* [WHAT TO WORK ON]:
Each record is to be printed again precisely as it reads.

* [DATA]:
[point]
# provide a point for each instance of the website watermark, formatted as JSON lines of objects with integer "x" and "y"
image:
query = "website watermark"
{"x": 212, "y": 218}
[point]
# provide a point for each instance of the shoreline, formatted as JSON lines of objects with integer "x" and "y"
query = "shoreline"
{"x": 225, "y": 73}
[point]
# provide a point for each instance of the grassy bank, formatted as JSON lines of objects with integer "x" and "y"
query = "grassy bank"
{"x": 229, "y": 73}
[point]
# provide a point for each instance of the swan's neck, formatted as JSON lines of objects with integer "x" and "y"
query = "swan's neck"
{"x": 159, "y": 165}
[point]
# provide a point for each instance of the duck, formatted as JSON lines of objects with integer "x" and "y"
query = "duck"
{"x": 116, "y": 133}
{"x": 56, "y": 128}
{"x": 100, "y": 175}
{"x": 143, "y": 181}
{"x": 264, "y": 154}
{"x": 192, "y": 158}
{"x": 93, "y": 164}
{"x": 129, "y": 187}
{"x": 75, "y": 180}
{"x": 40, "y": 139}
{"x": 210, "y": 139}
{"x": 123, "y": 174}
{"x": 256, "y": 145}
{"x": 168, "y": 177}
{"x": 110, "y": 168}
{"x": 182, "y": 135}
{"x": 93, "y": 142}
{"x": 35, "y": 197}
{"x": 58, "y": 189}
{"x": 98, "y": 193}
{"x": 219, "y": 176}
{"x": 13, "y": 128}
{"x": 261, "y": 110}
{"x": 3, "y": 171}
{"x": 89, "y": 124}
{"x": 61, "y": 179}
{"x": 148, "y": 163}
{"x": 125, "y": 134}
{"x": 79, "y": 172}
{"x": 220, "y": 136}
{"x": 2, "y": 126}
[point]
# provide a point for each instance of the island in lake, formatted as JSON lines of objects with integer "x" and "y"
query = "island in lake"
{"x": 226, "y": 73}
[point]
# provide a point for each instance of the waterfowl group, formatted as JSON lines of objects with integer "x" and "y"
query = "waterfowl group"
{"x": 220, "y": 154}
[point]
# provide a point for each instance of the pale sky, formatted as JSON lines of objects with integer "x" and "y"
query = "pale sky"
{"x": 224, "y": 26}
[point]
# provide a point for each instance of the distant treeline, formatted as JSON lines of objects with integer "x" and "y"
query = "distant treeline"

* [ANSWER FOR THE TASK]:
[point]
# provide a point for each instance of the website watermark, formatted as JSON lines of objects with integer "x" and "y"
image:
query = "website watermark"
{"x": 212, "y": 218}
[point]
# provide a point for each instance of the shoreline, formatted as JSON lines of objects with integer "x" and "y"
query = "shoreline"
{"x": 225, "y": 73}
[point]
# provide a point for each instance of the grassy bank, formatted as JSON lines of objects with integer "x" and "y"
query = "grassy bank"
{"x": 229, "y": 73}
[point]
# provide a point for each instance of the swan's neck, formatted as JSON lines of objects with integer "x" and "y"
query = "swan's neck"
{"x": 159, "y": 165}
[point]
# provide a point for each instance of the duck, formatted as JSON lines of objects with integer "x" and "y"
query = "duck"
{"x": 116, "y": 133}
{"x": 56, "y": 128}
{"x": 100, "y": 175}
{"x": 143, "y": 181}
{"x": 264, "y": 154}
{"x": 192, "y": 158}
{"x": 93, "y": 164}
{"x": 129, "y": 187}
{"x": 75, "y": 180}
{"x": 40, "y": 139}
{"x": 210, "y": 139}
{"x": 123, "y": 174}
{"x": 256, "y": 145}
{"x": 168, "y": 177}
{"x": 110, "y": 168}
{"x": 182, "y": 135}
{"x": 93, "y": 142}
{"x": 35, "y": 197}
{"x": 58, "y": 189}
{"x": 98, "y": 193}
{"x": 219, "y": 176}
{"x": 13, "y": 128}
{"x": 261, "y": 110}
{"x": 3, "y": 171}
{"x": 89, "y": 124}
{"x": 61, "y": 179}
{"x": 148, "y": 163}
{"x": 125, "y": 134}
{"x": 79, "y": 172}
{"x": 220, "y": 136}
{"x": 2, "y": 126}
[point]
# provide a point for each instance of the island in lake, formatted as JSON lines of objects with integer "x" and "y"
query = "island in lake"
{"x": 226, "y": 73}
[point]
# provide a point for each instance of the waterfowl group, formatted as JSON lines of objects with integer "x" and "y"
query = "waterfowl group"
{"x": 220, "y": 154}
[point]
# provide a point for each instance of the pale sky, formatted as JSON lines of objects with integer "x" and "y"
query = "pale sky"
{"x": 224, "y": 26}
[point]
# provide a point for each instance of the distant treeline, formatted as JSON lines of objects with integer "x" and "y"
query = "distant treeline"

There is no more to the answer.